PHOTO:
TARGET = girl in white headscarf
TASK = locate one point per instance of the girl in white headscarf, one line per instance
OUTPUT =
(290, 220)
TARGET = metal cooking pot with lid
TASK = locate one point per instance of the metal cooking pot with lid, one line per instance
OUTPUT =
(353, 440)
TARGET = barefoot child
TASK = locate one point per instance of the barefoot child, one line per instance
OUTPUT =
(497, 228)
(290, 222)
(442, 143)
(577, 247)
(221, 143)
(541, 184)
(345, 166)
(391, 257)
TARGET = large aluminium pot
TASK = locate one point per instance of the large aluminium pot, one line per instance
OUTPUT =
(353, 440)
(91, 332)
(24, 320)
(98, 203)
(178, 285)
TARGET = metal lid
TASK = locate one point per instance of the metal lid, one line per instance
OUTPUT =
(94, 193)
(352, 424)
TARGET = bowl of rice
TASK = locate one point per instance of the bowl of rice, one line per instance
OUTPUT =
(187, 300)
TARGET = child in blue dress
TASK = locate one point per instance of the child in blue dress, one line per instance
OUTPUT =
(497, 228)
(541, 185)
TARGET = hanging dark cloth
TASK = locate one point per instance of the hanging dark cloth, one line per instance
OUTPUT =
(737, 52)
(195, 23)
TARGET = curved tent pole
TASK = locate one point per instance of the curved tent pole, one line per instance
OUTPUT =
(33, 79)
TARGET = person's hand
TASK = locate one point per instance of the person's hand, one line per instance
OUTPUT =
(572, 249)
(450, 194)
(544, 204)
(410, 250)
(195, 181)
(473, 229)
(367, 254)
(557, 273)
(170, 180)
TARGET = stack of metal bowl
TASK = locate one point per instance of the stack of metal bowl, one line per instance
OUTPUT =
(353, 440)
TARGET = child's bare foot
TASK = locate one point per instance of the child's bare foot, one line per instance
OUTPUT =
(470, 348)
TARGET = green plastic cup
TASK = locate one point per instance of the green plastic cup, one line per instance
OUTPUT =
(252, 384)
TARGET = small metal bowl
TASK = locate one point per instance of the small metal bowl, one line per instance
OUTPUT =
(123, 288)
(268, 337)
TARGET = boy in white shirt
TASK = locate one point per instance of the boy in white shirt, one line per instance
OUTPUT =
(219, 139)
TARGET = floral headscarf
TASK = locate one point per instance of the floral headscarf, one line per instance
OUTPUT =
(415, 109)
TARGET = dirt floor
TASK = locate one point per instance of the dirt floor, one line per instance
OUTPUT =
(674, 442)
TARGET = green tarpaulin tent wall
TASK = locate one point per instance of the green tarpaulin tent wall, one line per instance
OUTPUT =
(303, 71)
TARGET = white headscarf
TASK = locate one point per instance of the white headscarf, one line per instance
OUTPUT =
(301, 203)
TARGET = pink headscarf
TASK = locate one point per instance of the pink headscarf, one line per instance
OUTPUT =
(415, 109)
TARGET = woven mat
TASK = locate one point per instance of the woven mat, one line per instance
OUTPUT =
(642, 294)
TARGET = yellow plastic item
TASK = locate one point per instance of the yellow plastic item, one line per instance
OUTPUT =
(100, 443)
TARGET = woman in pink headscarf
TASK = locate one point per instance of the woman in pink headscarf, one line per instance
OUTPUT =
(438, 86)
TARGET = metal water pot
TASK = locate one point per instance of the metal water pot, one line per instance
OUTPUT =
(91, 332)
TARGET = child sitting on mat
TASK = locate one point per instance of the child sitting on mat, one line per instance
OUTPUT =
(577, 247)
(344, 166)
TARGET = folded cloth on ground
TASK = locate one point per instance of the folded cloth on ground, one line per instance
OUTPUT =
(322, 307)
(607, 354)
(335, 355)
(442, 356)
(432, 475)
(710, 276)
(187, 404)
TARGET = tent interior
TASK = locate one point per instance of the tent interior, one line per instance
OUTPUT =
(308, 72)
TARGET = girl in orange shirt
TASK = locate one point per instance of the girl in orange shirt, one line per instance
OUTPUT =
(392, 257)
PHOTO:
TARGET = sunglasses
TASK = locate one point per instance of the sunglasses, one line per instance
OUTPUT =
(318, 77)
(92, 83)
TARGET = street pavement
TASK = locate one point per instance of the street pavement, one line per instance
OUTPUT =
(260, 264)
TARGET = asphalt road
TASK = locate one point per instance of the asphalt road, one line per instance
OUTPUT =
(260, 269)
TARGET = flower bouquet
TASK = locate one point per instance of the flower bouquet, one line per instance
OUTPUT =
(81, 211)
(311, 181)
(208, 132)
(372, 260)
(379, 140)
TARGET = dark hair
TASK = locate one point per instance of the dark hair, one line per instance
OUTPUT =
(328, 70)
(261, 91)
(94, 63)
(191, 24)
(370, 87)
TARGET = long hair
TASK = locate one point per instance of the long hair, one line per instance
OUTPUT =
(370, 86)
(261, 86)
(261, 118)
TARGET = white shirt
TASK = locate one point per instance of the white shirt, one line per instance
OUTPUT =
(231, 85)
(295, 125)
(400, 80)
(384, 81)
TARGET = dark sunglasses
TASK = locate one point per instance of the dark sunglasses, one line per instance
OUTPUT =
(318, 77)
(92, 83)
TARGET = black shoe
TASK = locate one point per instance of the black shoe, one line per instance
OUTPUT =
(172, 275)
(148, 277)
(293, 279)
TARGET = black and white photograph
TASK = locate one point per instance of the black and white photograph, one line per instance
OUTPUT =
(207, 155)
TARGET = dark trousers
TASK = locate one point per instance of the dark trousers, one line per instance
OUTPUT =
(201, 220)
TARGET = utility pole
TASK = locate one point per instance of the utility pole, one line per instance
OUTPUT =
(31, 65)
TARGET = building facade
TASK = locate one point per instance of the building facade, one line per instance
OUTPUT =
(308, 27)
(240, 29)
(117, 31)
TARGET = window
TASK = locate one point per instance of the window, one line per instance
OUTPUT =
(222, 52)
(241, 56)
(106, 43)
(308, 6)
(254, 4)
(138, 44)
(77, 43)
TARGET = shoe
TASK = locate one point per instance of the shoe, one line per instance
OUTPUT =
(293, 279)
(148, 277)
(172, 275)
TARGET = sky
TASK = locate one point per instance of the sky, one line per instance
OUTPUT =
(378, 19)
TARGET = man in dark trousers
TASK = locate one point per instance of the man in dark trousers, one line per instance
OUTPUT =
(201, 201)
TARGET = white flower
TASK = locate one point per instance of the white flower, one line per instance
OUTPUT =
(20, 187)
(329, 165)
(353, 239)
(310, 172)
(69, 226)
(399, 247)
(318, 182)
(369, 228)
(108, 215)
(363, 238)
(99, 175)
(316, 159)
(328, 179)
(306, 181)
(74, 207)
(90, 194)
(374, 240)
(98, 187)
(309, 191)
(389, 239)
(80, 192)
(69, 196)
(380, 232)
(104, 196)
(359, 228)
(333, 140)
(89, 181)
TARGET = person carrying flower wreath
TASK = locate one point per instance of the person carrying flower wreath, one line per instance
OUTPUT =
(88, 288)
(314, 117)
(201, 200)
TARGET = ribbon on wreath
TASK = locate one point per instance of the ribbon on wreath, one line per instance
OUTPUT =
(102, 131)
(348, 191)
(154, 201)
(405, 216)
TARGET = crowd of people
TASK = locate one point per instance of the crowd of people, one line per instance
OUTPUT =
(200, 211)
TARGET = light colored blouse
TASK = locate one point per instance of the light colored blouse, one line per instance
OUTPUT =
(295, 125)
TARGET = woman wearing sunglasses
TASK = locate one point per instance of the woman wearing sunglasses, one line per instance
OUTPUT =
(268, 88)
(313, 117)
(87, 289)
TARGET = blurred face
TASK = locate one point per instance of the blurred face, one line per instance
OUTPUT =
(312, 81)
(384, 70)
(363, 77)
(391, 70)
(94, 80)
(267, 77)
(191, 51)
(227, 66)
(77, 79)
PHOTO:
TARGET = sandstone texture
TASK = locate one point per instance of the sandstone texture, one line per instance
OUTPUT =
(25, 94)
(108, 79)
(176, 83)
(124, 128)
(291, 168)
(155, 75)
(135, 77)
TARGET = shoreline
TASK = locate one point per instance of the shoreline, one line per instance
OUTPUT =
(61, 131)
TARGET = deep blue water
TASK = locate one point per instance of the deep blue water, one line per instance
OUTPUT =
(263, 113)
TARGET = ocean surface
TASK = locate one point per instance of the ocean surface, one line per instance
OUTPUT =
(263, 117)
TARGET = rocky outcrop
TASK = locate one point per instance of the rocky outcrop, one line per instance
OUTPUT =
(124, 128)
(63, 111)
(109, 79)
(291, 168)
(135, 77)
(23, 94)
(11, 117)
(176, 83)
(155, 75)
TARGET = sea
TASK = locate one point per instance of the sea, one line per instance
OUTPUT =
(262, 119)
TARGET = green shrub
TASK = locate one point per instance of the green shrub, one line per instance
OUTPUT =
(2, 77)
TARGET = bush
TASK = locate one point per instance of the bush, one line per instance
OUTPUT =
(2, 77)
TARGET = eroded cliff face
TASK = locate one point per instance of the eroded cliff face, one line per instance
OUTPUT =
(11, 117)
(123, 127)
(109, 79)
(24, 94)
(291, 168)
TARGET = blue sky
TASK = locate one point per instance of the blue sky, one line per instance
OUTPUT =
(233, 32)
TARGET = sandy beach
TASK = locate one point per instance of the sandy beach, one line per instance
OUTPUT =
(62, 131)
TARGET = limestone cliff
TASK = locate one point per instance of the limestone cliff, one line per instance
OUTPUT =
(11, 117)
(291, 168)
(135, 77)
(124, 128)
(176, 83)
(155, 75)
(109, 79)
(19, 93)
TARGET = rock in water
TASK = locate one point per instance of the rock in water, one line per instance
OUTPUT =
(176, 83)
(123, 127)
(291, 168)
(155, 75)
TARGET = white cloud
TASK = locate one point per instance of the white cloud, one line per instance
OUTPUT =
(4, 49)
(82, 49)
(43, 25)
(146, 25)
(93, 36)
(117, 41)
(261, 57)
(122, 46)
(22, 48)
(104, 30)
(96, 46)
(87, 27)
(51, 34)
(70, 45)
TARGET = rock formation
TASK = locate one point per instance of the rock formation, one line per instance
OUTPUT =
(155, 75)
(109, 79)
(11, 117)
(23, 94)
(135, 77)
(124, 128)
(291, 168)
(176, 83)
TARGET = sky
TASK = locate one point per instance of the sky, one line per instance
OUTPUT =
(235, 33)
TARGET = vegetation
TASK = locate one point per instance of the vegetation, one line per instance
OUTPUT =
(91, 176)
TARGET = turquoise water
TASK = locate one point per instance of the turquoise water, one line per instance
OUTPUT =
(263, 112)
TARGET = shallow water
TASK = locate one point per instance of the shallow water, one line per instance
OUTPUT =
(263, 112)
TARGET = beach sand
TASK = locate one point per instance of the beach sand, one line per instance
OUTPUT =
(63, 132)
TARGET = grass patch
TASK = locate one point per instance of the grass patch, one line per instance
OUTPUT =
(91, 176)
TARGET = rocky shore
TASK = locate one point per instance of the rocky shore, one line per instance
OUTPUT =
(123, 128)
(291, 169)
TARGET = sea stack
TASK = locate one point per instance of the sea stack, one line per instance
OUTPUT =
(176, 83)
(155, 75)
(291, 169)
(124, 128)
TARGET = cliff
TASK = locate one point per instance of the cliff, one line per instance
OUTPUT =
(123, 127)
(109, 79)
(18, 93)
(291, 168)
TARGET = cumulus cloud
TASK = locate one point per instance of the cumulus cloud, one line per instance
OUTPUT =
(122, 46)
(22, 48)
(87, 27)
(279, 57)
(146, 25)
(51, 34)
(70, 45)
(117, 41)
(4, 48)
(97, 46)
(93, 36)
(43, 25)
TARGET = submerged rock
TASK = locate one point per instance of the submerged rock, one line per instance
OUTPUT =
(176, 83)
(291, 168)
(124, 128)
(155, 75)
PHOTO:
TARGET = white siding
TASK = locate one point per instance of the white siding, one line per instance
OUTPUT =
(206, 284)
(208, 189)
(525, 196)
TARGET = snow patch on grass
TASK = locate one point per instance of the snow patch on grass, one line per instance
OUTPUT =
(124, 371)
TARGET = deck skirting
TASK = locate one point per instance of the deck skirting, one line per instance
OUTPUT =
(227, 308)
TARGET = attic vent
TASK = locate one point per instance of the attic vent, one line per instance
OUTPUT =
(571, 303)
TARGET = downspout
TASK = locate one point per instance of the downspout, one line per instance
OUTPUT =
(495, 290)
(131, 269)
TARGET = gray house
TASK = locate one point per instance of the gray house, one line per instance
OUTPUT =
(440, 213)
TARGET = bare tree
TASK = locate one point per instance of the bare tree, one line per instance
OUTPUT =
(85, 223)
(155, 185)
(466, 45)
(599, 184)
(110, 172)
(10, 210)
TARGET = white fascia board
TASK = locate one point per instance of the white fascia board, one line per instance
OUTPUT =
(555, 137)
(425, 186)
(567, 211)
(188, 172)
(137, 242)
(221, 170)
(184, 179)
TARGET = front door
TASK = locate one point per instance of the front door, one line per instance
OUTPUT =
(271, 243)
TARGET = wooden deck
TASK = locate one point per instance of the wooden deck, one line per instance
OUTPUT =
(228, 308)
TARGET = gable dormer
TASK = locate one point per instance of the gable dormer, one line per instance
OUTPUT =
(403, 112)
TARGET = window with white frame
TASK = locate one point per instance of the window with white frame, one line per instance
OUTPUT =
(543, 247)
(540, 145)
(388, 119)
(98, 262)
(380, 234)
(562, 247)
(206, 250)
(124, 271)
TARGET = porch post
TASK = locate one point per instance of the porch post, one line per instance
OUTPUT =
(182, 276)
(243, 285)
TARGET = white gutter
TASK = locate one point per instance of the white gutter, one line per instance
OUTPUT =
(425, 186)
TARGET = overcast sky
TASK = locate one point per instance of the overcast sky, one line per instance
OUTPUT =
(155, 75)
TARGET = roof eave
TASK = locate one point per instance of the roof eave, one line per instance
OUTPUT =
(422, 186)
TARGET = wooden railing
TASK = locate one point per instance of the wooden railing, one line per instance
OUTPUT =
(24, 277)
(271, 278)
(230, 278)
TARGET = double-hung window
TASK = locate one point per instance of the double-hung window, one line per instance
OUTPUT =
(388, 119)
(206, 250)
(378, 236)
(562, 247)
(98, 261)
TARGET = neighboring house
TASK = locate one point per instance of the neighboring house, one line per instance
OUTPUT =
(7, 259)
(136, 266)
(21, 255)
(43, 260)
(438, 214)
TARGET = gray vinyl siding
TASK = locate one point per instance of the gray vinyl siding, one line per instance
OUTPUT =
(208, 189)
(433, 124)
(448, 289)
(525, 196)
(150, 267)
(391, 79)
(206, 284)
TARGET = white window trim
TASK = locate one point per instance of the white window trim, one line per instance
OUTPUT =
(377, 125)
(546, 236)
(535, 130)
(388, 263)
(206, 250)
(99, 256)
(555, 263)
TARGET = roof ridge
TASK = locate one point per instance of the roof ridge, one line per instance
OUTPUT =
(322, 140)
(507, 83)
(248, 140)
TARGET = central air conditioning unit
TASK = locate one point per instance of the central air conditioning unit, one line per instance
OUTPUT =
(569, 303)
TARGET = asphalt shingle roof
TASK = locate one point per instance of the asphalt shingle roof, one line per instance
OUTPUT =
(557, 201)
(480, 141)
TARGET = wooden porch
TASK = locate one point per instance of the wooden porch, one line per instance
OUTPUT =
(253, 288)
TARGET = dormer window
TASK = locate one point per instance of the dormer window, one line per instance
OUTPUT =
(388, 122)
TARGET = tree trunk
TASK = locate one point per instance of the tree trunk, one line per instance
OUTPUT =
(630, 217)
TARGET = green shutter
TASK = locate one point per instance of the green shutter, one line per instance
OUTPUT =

• _What the exercise asks_
Starting at the line that contains "TARGET = roof eave", write out every line to the end of the entries, exactly as given.

• _Solution to the exercise_
TARGET = roof eave
TASK = locate one point per instance of the roof eave, one line per instance
OUTPUT =
(422, 186)
TARGET = wooden railing
TASK = locate one point per instance of the wooden railing, one line per instance
OUTPUT =
(24, 277)
(271, 278)
(230, 278)
TARGET = double-hung window
TASK = locate one point per instance of the double-hung window, one line per instance
OUTPUT =
(388, 119)
(206, 250)
(378, 236)
(562, 247)
(98, 261)
TARGET = neighboring house
TASK = locate one point per instance of the neighboring house, one line per instance
OUTPUT =
(7, 259)
(136, 266)
(21, 255)
(43, 260)
(438, 214)
TARGET = gray vinyl siding
TASK = locate one point per instance of the gray vinyl siding, one line per instance
OUTPUT =
(208, 189)
(433, 124)
(448, 289)
(525, 196)
(150, 267)
(391, 79)
(206, 284)
TARGET = white window trim
TASK = locate one point per instance of the white window trim, one line per instance
OUTPUT =
(377, 125)
(546, 236)
(535, 130)
(388, 263)
(206, 250)
(99, 256)
(555, 263)
TARGET = roof ridge
TASK = locate one point per instance of the roof ridge, one line per instance
OUTPUT =
(322, 140)
(507, 83)
(248, 140)
TARGET = central air conditioning unit
TASK = locate one point per instance of the central air conditioning unit, one line per instance
OUTPUT =
(569, 303)
TARGET = asphalt shingle roof
TASK = locate one point per instance of the asphalt shingle roof, one line per instance
OUTPUT =
(557, 201)
(480, 141)
TARGET = wooden porch
TASK = locate one point per instance of the wooden porch, one line per instance
OUTPUT =
(253, 288)
TARGET = dormer window
TASK = locate one point per instance of the dormer window, one line per instance
OUTPUT =
(388, 122)
TARGET = tree trunk
TASK = locate one point per instance of the tree trunk, one line per instance
OUTPUT =
(630, 217)
TARGET = green shutter
TASK = locate one point per instance of the green shutter, one line per instance
OUTPUT =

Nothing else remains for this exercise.